REQUIRED WORK —
1. In the VIVE software installation page, switch "Wiki page" to "web page" and write out the part between "From EGEE-see WIki" and "University Computer Centre.", inclusive.
2. According to the VIVE software installation page, which user class is used for the installation procedures?
3. Extend the VIVE software installation page past its last line.

EXTRACT TO READ —
┄┄┄┄┄┄

Software Installation Management for VIVE Application

From EGEE-see WIki

Jump to: navigation, search

This Wiki page is a part of SEE-GRID Gridification Guide. It is contributed by Belgrade University Computer Centre.

Contents

Introduction

The following scripts are used for installation, validation and removal of VIVE application. Consider them as exemplary scripts, which you can change or modify according to your needs and requirements of your application. All scripts given below assume a full CE name as argument:

site_VIVE_install grid01.rcub.bg.ac.yu:2119/jobmanager-pbs-seegrid

Installation procedures are made using the ESM (Experimental Software Manager) user class. Details on the instructions of usage, benefits of using the ESM user class and general problems and issues regarding software management can be found in Software Installation Management Guide.

Proxy Certificate Creation

First thing that you need to do is create proxy certificate by logging in as an ESM user. Example for SEEGRID VO:

$voms-proxy-init -voms seegrid:/seegrid/Role=sgmadmin

Installation

The script site_VIVE_install dynamically creates JDL and submits the installation job using CE given on invocation as a parameter, thus avoiding "edg-job-submit -r" .brokerinfo problem:

#!/bin/bash

#args: CE
echo VIVE install Startup $*

CE=$1
VER=`cat /storage/VIVE/programs/version_VIVE`

# do not use "edg-job-submit -r" because of ./BrokerInfo

cat > site_VIVE_install_tmp.jdl <<EOF
 Executable = "/opt/lcg/bin/lcg-ManageSoftware";
 InputSandbox = {"/storage/VIVE/programs/install_sw"};
 OutputSandbox={"out", "err"};
 StdOutput="out";
 StdError="err";
 Requirements = other.GlueCEUniqueID == "$CE" \
   && !Member("VO-seegrid-vive-$VER",other.GlueHostApplicationSoftwareRunTimeEnvironment) \
   && !Member("VO-seegrid-vive-$VER-to-be-validated",other.GlueHostApplicationSoftwareRunTimeEnvironment) \
   && !Member("VO-seegrid-vive-$VER-processing-validate",other.GlueHostApplicationSoftwareRunTimeEnvironment) \
   && !Member("VO-seegrid-vive-$VER-processing-install",other.GlueHostApplicationSoftwareRunTimeEnvironment) \
   && !Member("VO-seegrid-vive-$VER-aborted-validate",other.GlueHostApplicationSoftwareRunTimeEnvironment) \
   && !Member("VO-seegrid-vive-$VER-aborted-install",other.GlueHostApplicationSoftwareRunTimeEnvironment);
 Arguments = "--install --vo seegrid --tag vive-$VER --notify Branko.Marovic@rcub.bg.ac.yu";
 VirtualOrganisation="seegrid";
 RetryCount=0;
EOF

edg-job-list-match site_VIVE_install_tmp.jdl
edg-job-submit -o /storage/VIVE/programs/INST-`echo "$CE" | sed 's/\//_/'` site_VIVE_install_tmp.jdl

#cat site_VIVE_install_tmp.jdl
rm -f site_VIVE_install_tmp.jdl

install_sw script checks VO_SEEGRID_SW_DIR to verify that the site provides a shared file system and validates the required permissions. It also removes previously created junk by uninstallation process, and previous installation attempts. However, it also destroys valid old software installations:

#!/bin/bash
#required
#  voms-proxy-init -voms seegrid:/seegrid/Role=sgmadmin
#check tags with
#  lcg-infosites --vo seegrid tag
#  lcg-info --vo seegrid --list-ce --attrs Tag --query 'Tag=*VO-seegrid-vive*'
#  lcg-ManageVOTag -host <Target-CE> -vo seegrid --list
#manage with
#  yes yes | lcg-ManageVOTag -vo seegrid --remove -tag VO-seegrid-vive-0.4.3-aborted-validate -host Target-CE

export VER=0.4.3

echo "############ starting install_sw $VER ############"

┄┄┄┄┄┄

PROVIDED DATA —
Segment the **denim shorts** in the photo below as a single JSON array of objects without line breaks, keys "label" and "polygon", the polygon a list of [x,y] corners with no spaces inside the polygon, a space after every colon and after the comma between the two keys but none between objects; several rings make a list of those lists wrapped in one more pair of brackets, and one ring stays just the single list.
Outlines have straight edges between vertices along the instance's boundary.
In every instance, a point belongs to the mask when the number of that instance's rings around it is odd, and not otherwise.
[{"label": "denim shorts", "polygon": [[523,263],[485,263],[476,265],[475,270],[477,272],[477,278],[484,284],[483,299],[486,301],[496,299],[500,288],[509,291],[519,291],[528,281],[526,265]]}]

┄┄┄┄┄┄

RESULTS IN ORDER —
1.
From EGEE-see WIki

Jump to: navigation, search

This web page is a part of SEE-GRID Gridification Guide. It is contributed by Belgrade University Computer Centre.

2. The ESM (Experimental Software Manager) user class.

3.
echo "Running on: $HOSTNAME(`hostname -i`) as `whoami`"
echo Belonging to CE: `$EDG_LOCATION/bin/edg-brokerinfo getCE`

if [ x$VO_SEEGRID_SW_DIR = 'x' ]; then #failure?
   echo "VO_SEEGRID_SW_DIR is not set in the environment"
   echo "############ ending install_sw $VER returning 1 ############"
   exit 1
fi

if [ $VO_SEEGRID_SW_DIR = '.' ]; then #failure?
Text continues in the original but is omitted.